> [Directions]
Each of the entries should be retyped precisely as it appears.

━━━━━ Data section

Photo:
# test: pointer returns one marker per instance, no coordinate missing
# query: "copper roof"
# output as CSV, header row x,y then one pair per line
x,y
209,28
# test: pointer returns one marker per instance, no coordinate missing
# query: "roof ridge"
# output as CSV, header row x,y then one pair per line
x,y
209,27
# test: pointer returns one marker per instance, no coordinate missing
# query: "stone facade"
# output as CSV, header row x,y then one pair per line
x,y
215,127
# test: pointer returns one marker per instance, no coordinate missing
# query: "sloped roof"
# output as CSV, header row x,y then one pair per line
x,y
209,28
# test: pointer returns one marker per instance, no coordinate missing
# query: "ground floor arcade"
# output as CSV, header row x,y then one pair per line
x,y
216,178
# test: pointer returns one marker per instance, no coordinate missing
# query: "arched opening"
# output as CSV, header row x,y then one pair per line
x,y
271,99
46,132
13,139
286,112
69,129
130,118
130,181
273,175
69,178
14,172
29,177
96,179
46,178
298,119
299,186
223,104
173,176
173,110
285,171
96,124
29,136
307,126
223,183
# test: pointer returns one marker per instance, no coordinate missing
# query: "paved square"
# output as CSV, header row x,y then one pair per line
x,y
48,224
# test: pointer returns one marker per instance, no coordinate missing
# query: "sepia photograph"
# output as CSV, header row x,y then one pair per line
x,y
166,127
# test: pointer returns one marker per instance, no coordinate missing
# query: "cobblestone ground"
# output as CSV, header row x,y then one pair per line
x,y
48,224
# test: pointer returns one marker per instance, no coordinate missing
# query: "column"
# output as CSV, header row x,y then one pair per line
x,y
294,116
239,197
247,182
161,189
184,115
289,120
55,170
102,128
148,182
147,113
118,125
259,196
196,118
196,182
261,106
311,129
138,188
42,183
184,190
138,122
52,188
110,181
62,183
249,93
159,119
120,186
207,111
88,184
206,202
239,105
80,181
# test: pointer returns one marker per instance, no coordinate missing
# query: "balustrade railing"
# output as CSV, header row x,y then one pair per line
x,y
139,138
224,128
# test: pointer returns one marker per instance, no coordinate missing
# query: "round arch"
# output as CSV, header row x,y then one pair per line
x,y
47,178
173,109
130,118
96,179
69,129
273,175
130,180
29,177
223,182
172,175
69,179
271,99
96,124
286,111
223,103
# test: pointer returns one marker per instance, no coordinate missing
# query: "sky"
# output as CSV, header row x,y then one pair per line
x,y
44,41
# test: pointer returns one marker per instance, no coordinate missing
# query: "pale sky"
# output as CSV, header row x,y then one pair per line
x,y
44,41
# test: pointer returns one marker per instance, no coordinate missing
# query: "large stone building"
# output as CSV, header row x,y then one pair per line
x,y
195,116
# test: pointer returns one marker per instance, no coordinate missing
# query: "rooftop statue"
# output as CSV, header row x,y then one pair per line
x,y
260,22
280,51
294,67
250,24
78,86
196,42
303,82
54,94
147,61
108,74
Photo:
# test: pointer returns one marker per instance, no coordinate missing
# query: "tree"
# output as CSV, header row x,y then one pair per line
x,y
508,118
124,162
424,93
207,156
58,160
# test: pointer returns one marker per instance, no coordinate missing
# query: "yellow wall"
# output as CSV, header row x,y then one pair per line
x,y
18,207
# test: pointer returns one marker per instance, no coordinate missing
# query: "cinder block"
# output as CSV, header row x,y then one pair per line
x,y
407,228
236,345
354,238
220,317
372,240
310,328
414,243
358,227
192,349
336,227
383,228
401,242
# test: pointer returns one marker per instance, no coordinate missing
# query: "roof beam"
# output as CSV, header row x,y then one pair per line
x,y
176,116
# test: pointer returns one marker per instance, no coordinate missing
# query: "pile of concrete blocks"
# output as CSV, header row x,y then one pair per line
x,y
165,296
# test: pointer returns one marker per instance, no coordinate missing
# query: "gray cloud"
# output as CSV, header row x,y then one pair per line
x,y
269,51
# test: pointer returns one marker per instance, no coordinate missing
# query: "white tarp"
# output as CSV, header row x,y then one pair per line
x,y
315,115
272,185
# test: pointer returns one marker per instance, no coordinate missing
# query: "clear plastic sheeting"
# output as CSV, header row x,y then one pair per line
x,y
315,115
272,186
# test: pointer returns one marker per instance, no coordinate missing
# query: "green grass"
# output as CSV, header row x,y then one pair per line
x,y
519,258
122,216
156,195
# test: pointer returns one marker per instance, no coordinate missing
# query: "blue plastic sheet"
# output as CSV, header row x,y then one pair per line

━━━━━━━━━━

> [Written solution]
Photo:
# test: pointer returns one marker per instance, no coordinate missing
# query: "copper roof"
# output as CSV, header row x,y then one pair per line
x,y
209,28
# test: pointer returns one marker per instance, no coordinate missing
# query: "roof ridge"
# output as CSV, header row x,y then one pair per line
x,y
209,27
# test: pointer returns one marker per instance, no coordinate missing
# query: "stone facade"
# output as CSV, header row x,y then one pair per line
x,y
215,127
# test: pointer returns one marker per instance, no coordinate missing
# query: "sloped roof"
# output as CSV, header row x,y then one pair per line
x,y
209,28
# test: pointer returns one marker per instance, no coordinate missing
# query: "ground floor arcade"
# output as CSV, header row x,y then one pair per line
x,y
216,178
# test: pointer returns one marker per instance, no coordinate missing
# query: "arched opening"
# output as CSV, header row x,y then one pair per line
x,y
271,99
46,132
13,139
286,112
69,129
130,118
130,181
273,175
69,178
14,172
29,177
96,179
46,178
298,119
299,186
223,104
173,176
173,110
285,171
96,124
29,136
307,126
223,183
# test: pointer returns one marker per instance, no coordinate missing
# query: "paved square"
# output as CSV, header row x,y then one pair per line
x,y
48,224
# test: pointer returns one marker per instance, no coordinate missing
# query: "sepia photograph"
# output as CSV, header row x,y then one pair per line
x,y
166,127
# test: pointer returns one marker per instance, no coordinate missing
# query: "cobblestone ground"
# output as CSV, header row x,y then one pair per line
x,y
48,224
# test: pointer returns one marker per instance, no coordinate missing
# query: "column"
# output as CSV, header row x,y then one pair per line
x,y
294,116
239,197
247,182
161,189
184,115
289,120
55,170
102,128
148,182
147,113
118,125
259,196
196,118
196,182
261,106
311,129
138,188
42,183
184,190
138,122
52,188
110,181
62,183
249,93
159,119
120,186
207,111
88,184
206,202
239,105
80,181
# test: pointer returns one marker per instance, no coordinate missing
# query: "balustrade railing"
# output as CSV, header row x,y then one pair per line
x,y
139,138
224,128
# test: pointer returns one marker per instance, no coordinate missing
# query: "round arch"
# output as CSV, header row x,y then one pair per line
x,y
47,178
173,109
130,118
96,179
69,129
273,175
130,180
29,177
223,182
172,175
69,179
271,99
96,124
286,111
223,103
# test: pointer returns one marker per instance, no coordinate missing
# query: "sky"
# output as CSV, header row x,y then one pair per line
x,y
44,41
# test: pointer returns one marker per instance, no coordinate missing
# query: "pale sky"
# output as CSV, header row x,y then one pair per line
x,y
44,41
# test: pointer returns one marker per instance, no coordinate missing
# query: "large stone building"
# output as CSV, header row x,y then one pair per line
x,y
195,116
# test: pointer returns one marker per instance, no coordinate missing
# query: "rooftop statue"
# output as CSV, header row x,y then one pair per line
x,y
260,22
280,51
294,67
250,24
78,86
196,42
303,82
54,94
147,61
108,74
Photo:
# test: pointer returns one marker per instance, no coordinate missing
# query: "tree"
# output as CSV, header row x,y then one pair per line
x,y
508,118
124,162
424,93
207,156
58,160
# test: pointer returns one marker per instance, no coordinate missing
# query: "yellow wall"
# output as CSV, header row x,y then one pair per line
x,y
18,207
# test: pointer returns one marker per instance, no coordinate missing
# query: "cinder block"
# output as CSV, header row x,y then one pair per line
x,y
407,228
236,345
354,238
220,317
372,240
310,328
414,243
358,227
192,349
336,227
383,228
401,242
# test: pointer returns one marker per instance, no coordinate missing
# query: "roof beam"
# output as CSV, header row x,y then one pair per line
x,y
176,116
# test: pointer returns one marker per instance, no coordinate missing
# query: "pile of concrete blocks"
# output as CSV, header row x,y then one pair per line
x,y
165,296
# test: pointer returns one marker per instance, no coordinate missing
# query: "gray cloud"
# output as CSV, header row x,y then one pair per line
x,y
269,51
# test: pointer returns one marker per instance, no coordinate missing
# query: "white tarp"
# output as CSV, header row x,y then one pair per line
x,y
315,115
272,185
# test: pointer returns one marker per instance, no coordinate missing
# query: "clear plastic sheeting"
# output as CSV, header row x,y then one pair per line
x,y
315,115
272,186
# test: pointer returns one marker per instance, no coordinate missing
# query: "green grass"
# output as CSV, header row x,y then one pair per line
x,y
519,258
122,216
156,195
# test: pointer returns one marker per instance, no coordinate missing
# query: "blue plastic sheet"
# output as CSV, header row x,y then one pair per line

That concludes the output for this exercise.